Exercices à traiter:
**1)** D'après le texte sur le rapport de La Cimade consacré aux visas, dans quels pays la campagne d'observation lancée en 2009 a-t-elle été menée ?
**2)** Rédigez la suite du texte sur le rapport de La Cimade consacré aux visas, en prolongeant ce qu'il présente.

Texte extrait:
━━━━━━━━━━
Une tribune pour les luttes

CIMADE

Publication de "VISA REFUSE", Enquête sur les pratiques consulaires en matière de délivrance des visas

Préface : "Inaccessible France ou l’art de refuser un visa par service interposé..."par Fadel Dia

Article mis en ligne le jeudi 15 juillet 2010


http://lacimade.org/minisites/politiquedesvisas

Témoignages reçus à la suite de la sortie du rapport


http://www.cimade.org/nouvelles/254...

08 juillet 2010

Depuis plusieurs années, les permanences de La Cimade se font écho du labyrinthe administratif dans lequel se perdent ceux qui demandent un visa pour pouvoir venir en France. Cependant à cause de l’opacité qui règne sur les pratiques des consulats, lointains et méconnus, il est devenu très difficile d’orienter les étrangers en proie à cet univers kafkaïen.
La délivrance des visas constitue pourtant aujourd’hui un outil essentiel de la politique d’immigration française.

En 2009, La Cimade a donc lancé une campagne d’observation dans six pays différents (Ukraine, Turquie, Maroc, Algérie, Sénégal, Mali) afin de dresser un état des lieux des pratiques consulaires, comprendre l’impact des dernières évolutions législatives en la matière et pouvoir apporter des propositions concrètes d’amélioration au dispositif en place.

Si le rapport d’observation dresse un constat très critique des pratiques de ces administrations méconnues, il dévoile aussi les grandes disparités existantes entre les différents consulats et rend compte d’une réalité plus hétérogène que ne le laisseraient penser les forts taux de délivrance de visa brandis par le ministère de l’Immigration.

A lire ou télécharger sur le site de la CIMADE :

Première partie du rapport, Analyse des politiques publiques et des pratiques consulaires

Deuxième partie, Rapports de mission
(Mali, Maroc, Sénégal, Ukraine, Turquie, Algérie).

http://www.cimade.org/nouvelles/254...
━━━━━━━━━━
[Lignes de données]
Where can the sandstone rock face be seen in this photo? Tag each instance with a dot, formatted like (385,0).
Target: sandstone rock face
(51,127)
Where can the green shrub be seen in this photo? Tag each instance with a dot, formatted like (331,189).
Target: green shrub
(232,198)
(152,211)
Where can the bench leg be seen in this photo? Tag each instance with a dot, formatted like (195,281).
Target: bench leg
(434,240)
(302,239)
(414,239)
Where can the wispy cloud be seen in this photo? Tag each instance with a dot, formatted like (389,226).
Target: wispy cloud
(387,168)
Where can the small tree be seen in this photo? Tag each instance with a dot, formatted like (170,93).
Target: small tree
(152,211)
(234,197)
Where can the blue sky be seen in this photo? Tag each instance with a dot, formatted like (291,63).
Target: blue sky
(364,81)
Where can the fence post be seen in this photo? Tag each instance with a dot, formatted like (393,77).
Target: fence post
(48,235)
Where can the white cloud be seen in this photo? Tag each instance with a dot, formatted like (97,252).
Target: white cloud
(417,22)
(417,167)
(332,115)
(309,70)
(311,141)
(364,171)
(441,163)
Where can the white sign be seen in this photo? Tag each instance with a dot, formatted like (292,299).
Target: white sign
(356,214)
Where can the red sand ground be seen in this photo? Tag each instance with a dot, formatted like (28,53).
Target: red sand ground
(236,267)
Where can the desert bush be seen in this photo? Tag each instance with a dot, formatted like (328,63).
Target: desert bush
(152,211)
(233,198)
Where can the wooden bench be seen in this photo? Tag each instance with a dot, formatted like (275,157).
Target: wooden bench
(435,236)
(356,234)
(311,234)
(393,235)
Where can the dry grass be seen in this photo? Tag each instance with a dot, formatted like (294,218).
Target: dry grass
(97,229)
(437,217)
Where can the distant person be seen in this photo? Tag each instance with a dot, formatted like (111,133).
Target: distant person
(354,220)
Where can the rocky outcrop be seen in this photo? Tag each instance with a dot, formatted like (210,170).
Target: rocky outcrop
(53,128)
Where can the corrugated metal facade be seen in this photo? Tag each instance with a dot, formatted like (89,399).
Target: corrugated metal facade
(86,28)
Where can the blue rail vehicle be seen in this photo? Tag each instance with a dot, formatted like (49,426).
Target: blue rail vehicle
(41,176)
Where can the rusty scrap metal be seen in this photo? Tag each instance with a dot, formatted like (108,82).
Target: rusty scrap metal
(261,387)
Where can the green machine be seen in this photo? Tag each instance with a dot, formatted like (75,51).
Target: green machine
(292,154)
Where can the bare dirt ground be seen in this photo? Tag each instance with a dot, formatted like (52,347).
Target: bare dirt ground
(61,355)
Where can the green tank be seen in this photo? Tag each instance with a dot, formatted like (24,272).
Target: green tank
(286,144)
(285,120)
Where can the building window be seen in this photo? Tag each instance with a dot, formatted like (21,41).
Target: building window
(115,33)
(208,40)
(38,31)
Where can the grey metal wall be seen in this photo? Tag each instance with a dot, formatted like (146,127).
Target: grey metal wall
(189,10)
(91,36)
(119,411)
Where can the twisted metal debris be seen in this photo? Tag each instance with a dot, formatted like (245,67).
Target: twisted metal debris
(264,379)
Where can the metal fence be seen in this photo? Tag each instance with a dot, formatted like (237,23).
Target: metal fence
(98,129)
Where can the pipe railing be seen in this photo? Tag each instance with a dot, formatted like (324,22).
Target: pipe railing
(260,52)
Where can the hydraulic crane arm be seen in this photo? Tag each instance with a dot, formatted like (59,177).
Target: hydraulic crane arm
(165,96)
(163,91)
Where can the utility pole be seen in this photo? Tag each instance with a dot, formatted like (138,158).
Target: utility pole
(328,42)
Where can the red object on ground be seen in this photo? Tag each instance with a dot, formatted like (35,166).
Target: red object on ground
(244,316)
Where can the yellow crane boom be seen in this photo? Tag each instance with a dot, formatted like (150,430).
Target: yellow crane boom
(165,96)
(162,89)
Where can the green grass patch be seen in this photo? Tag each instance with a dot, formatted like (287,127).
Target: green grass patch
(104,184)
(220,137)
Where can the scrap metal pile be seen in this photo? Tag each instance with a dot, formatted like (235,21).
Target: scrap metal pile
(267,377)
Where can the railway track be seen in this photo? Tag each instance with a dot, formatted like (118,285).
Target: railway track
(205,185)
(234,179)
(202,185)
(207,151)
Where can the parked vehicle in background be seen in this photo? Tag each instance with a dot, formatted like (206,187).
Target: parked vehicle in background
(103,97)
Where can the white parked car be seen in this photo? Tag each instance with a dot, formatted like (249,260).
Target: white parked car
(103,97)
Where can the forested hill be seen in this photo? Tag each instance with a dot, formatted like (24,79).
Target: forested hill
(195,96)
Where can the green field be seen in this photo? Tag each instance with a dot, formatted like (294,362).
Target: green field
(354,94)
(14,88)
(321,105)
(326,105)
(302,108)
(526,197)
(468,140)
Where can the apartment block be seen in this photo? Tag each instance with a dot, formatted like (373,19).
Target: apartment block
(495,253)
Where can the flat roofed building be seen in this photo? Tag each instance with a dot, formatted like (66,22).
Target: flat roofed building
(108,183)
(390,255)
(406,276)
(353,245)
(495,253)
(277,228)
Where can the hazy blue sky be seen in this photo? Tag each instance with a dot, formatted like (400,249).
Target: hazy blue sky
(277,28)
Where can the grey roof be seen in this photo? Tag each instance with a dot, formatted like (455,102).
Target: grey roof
━━━━━━━━━━
Corrigé par exercice:
**1)** Ukraine, Turquie, Maroc, Algérie, Sénégal, Mali.

**2)**
« Je savais que pour avoir le visa il fallait d’abord accéder au Consulat.
[...] Mais je n’imaginais pas que cela était en soi une épreuve de taille, si difficile que je n’ai jamais pu la franchir après deux semaines de siège. »

Préface
par Fadel Dia

Inaccessible France ou l’art de refuser un visa par service interposé... _ « Droit à la France ? »

Pourquoi sommes-nous si stressés dès le moment où il nous faut entreprendre une démarche
en vue d’un déplacement en France ? Pourquoi sommes–nous plus stressés que quand il s’agit
de se rendre en Turquie, aux Etats-Unis, voire en Chine ? Peut-être par ce que nous en
demandons trop à la France et peut-être aussi parce que elle nous en promet trop.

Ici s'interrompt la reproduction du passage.